• [Your objective]: From the humanitarian aid article below, list each country that is given a share of GDP spent on humanitarian aid, along with that share.

• [Selection]:

Türkiye has always been the country that provides the most humanitarian aid in the world, according to data from international institutions, said the head of a Turkish foundation.
Izani Turan, general manager of the Türkiye Diyanet Foundation (TDV), which is associated with Türkiye’s Presidency of Religious Affairs, said Türkiye will continue to be the most charitable country.
According to a recent report by UK-based Development Initiatives (DI), a global organization harnessing the power of data and evidence to end poverty, reduce inequality and increase resilience, Türkiye spent $5.59 billion in humanitarian aid last year, accounting for 0.86% of its GDP.
Türkiye allocated the highest GDP share among all aid donors, followed by the United Arab Emirates (0.21%), Luxembourg (0.18%), Sweden (0.16%), and Norway (0.15%).
“This success has undoubtedly been achieved by the Turkish people’s confidence in the state and non-governmental organizations,” Turan told Anadolu Agency.

• [Supplied information]:

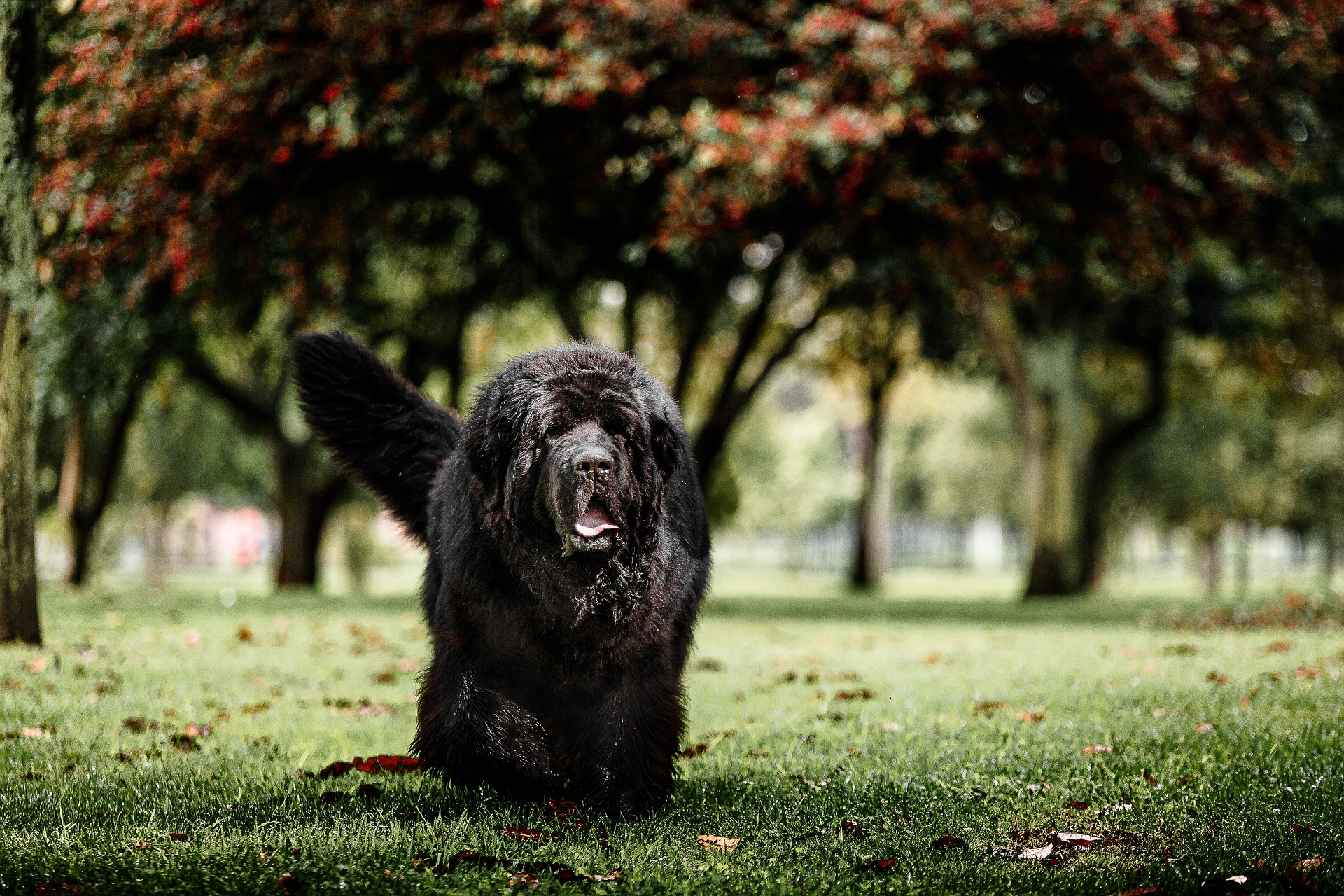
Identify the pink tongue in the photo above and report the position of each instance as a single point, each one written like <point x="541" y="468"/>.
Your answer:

• [Response to the task]: Türkiye (0.86%), the United Arab Emirates (0.21%), Luxembourg (0.18%), Sweden (0.16%), and Norway (0.15%).